Out of the records below, copy all lines in which the word "grass" occurs.

(Items from a dataset)
☆ ☆ ☆ ☆ ☆ ☆ ☆

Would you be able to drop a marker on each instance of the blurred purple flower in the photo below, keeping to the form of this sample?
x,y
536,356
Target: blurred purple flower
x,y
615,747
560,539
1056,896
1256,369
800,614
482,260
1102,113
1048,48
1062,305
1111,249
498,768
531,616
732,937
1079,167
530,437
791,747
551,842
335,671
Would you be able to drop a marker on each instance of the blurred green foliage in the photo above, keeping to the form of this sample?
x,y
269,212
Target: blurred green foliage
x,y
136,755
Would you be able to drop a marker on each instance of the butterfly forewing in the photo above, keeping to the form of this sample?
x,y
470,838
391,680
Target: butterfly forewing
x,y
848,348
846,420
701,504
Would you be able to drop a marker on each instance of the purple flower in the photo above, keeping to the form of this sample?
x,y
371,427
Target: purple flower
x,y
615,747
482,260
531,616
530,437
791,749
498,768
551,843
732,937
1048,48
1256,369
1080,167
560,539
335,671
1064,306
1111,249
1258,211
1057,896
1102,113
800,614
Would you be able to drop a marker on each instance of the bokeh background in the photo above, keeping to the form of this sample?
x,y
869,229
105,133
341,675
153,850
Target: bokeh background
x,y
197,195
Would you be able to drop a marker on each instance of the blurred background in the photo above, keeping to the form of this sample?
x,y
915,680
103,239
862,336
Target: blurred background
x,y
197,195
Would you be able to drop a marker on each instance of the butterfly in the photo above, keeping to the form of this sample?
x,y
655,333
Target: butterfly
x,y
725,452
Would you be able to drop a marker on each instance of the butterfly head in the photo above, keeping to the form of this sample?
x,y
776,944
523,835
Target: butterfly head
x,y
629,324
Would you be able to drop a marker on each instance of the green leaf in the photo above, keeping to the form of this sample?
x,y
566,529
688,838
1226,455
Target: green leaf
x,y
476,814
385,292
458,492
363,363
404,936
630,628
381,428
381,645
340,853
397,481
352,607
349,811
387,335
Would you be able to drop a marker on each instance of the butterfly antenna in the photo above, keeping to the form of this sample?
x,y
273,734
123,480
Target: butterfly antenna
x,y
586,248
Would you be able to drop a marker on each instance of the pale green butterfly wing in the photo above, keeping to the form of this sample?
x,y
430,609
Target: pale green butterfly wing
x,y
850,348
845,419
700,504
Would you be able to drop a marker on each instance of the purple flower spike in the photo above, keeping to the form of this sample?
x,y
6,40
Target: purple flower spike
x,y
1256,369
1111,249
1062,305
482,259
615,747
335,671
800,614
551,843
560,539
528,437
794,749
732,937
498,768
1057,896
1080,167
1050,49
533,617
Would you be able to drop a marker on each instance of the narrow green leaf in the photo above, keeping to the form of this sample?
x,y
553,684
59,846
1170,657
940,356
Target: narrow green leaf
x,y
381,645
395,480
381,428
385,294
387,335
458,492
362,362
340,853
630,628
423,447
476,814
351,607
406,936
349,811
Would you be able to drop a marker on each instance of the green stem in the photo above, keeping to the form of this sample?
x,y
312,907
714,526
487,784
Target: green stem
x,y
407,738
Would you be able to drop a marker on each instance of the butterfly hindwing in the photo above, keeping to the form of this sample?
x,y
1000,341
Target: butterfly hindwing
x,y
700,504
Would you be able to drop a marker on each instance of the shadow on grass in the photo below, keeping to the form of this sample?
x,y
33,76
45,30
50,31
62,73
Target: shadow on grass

☆ ☆ ☆ ☆ ☆ ☆ ☆

TASK ANSWER:
Would you be able to drop a marker on each instance of the shadow on grass in the photo below, keeping to the form of this sample?
Target: shadow on grass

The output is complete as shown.